Exercise description
Give the listing again character for character, but drop the images.
* Begin Task material *
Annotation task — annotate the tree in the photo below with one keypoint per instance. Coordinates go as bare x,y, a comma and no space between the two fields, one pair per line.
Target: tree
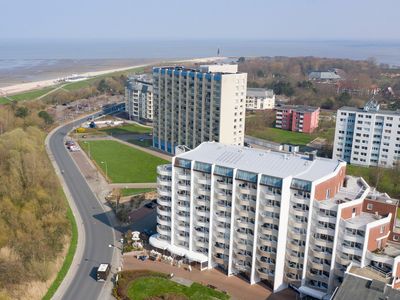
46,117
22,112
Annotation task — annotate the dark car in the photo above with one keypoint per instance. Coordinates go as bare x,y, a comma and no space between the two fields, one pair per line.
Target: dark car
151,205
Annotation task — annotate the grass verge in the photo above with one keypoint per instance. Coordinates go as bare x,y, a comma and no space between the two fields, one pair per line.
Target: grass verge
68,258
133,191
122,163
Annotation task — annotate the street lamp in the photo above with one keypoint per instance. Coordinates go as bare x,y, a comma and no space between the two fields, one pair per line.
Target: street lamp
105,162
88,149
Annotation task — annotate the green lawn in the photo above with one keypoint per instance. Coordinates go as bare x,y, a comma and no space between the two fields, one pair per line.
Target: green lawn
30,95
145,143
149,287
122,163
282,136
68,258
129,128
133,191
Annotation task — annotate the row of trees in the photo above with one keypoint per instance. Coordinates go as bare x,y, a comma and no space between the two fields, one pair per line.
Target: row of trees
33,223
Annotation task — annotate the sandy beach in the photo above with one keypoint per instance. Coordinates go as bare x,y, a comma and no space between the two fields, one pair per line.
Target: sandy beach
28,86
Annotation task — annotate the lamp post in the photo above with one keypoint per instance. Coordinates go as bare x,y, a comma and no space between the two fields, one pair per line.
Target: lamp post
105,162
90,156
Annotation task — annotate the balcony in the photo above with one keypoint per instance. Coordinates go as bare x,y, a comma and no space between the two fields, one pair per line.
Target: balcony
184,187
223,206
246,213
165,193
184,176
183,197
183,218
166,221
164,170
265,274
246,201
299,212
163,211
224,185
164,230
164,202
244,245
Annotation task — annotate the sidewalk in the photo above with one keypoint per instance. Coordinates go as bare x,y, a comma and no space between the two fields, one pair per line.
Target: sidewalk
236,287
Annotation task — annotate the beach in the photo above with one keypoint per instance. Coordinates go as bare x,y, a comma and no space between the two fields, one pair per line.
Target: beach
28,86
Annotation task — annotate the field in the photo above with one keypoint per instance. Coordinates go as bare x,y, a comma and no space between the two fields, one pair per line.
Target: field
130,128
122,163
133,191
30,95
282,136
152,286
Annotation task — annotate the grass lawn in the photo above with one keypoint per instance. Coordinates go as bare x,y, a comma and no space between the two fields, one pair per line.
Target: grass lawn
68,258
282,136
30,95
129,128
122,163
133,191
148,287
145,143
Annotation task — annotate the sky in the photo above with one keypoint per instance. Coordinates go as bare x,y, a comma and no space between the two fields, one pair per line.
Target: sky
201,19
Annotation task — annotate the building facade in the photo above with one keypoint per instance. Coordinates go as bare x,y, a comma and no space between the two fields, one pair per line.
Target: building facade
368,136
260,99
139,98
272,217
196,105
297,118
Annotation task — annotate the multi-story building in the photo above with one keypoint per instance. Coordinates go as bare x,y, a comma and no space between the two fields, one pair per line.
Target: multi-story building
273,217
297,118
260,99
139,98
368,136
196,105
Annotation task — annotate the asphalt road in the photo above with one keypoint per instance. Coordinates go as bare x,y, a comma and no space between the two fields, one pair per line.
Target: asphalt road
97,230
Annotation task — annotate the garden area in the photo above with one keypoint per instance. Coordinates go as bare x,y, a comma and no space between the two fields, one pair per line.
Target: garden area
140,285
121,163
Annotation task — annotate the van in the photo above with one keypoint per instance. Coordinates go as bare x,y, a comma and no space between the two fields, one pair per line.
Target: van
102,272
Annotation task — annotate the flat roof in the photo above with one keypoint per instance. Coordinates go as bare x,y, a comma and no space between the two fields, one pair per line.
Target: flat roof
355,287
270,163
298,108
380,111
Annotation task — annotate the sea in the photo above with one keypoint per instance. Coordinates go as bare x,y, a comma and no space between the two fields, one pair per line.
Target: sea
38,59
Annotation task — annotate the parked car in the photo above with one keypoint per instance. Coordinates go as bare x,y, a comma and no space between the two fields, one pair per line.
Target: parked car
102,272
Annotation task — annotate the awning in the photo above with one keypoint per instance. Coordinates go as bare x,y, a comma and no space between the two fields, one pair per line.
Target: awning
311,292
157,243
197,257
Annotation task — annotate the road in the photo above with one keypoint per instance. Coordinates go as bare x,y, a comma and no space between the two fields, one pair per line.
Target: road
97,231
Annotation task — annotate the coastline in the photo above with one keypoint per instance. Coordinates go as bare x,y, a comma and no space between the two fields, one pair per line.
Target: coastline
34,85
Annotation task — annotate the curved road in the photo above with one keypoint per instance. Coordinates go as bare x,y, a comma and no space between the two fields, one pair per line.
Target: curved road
* End Task material *
Solution to this exercise
Annotation task — annotate the tree in the photo below with one keypoint per instance. Coordinates go as bare x,y, a comma and no space between the two fields, one pair per line.
Target: tree
46,117
22,112
Annotation task — annotate the dark car in the photo above with one keypoint per instance. Coordinates go as bare x,y, a comma and no space between the two fields, one pair per line.
Target: dark car
151,205
Annotation task — annotate the grass verge in the photo above with one keypoint per instance. Coordinates go as bare x,y, a comma and no space between the two fields, one pair per line.
Target: grass verge
68,258
133,191
122,163
Annotation task — annotate the street lamp in the photo above with one keypoint per instance. Coordinates go as bare x,y, a comma and no space between the two fields, one pair per line.
Target: street lamp
105,162
88,149
Annotation task — annotate the green lawn in the photo above with one keypoint per instance. Coordinates go as bare x,y, a comma and no space between the two fields, one pair per line.
Target: green lawn
30,95
145,143
149,287
122,163
282,136
68,258
129,128
133,191
Annotation task — annotate the row of trees in the photo above with one keypoint per instance. Coordinates go as bare x,y, a comma and no space between the two fields, one pair per line.
Target: row of trees
33,223
Annotation task — annotate the sandy beach in the photo above with one keypoint per instance. Coordinates go as bare x,y, a comma and no space between the two fields, one pair per line.
Target: sandy beach
28,86
Annotation task — annotate the lamp post in the photo above with one keypoint per instance. Coordinates go as bare x,y, a comma and no space between the two fields, one pair per line.
Target: lamp post
105,162
90,156
Annotation task — annotate the balcony in the photo above with one keypoint per instance. Coordinates go as bare x,y, a comma and no space between the two fields, one pair per line.
Target: balcony
184,187
223,206
246,213
165,193
184,176
183,197
183,218
166,221
164,170
265,274
246,201
299,212
163,211
224,185
164,230
164,202
244,245
Annotation task — annotate the sidewalk in the photo above with one keypoint per instance. Coordinates go as bare x,y, a comma and no space between the two fields, one pair per line.
Target: sidewalk
236,287
Annotation task — annotate the beach in the photo above with one keypoint per instance. Coordinates go as bare x,y, a comma and no space between the two fields, one pair per line.
Target: beach
28,86
Annotation task — annotate the field in the photo above with one keypoint per instance. Coordinates go as bare x,y, a comma and no space between the two fields, one pair per line.
Target: field
130,128
122,163
133,191
30,95
282,136
152,286
Annotation task — annotate the grass lawn in the photo above with one keypoint per instance. Coordinates go as bare x,y, a comma and no space between the two fields, one pair per line.
Target: grass lawn
68,258
282,136
30,95
129,128
122,163
133,191
148,287
145,143
Annotation task — annotate the sky in the photo above with one keypoint per instance. Coordinates go as bare x,y, a comma and no space between the two fields, one pair per line.
Target: sky
201,19
Annotation task — annotate the building facade in the photo above with one keypoint per instance. Coordinates go as bare x,y, a comma and no space between the two fields, one pair per line.
Target: building facade
368,136
260,99
139,98
272,217
196,105
297,118
Annotation task — annotate the multi-story building in the photo above with one keypoint per instance. Coordinates go as bare x,y, a comma and no space between the two fields, one pair per line.
Target: multi-story building
273,217
297,118
260,99
139,98
368,136
196,105
Annotation task — annotate the asphalt road in the photo above with one keypoint per instance. Coordinates go as bare x,y, a comma and no space between the two fields, one pair per line.
Target: asphalt road
97,230
Annotation task — annotate the garden area in the photo above with one keypoint per instance. Coordinates go as bare x,y, a comma and no space between the two fields, one pair per line.
Target: garden area
140,285
121,163
Annotation task — annotate the van in the photo above with one keypoint per instance. Coordinates go as bare x,y, a comma and no space between the two fields, one pair per line.
Target: van
102,272
Annotation task — annotate the flat roof in the photo above with one keypoint per instance. Coordinates go as bare x,y, a comma and no space between the two fields, one pair per line.
Target: flat roof
355,287
270,163
298,108
380,111
Annotation task — annotate the sea in the photo above with one keypoint per instance. Coordinates go as bare x,y, a comma and no space between the two fields, one pair per line.
Target: sea
38,59
Annotation task — annotate the parked car in the photo above with one keypoint per instance. Coordinates go as bare x,y, a comma and no space between the two fields, one pair per line.
Target: parked car
102,272
Annotation task — annotate the awning in the photo above with one keypoint per instance. Coordinates go as bare x,y, a comma and no space between the two fields, one pair per line.
Target: awning
311,292
157,243
197,257
Annotation task — annotate the road in the photo above with one keypoint per instance. Coordinates go as bare x,y, a comma and no space between the two fields, one pair per line.
Target: road
97,231
Annotation task — annotate the coastline in the photo above with one keypoint per instance. Coordinates go as bare x,y, a comma and no space between the two fields, one pair per line.
Target: coastline
34,85
Annotation task — annotate the curved road in the photo above with one keypoint per instance. Coordinates go as bare x,y, a comma and no space between the two fields, one pair per line.
Target: curved road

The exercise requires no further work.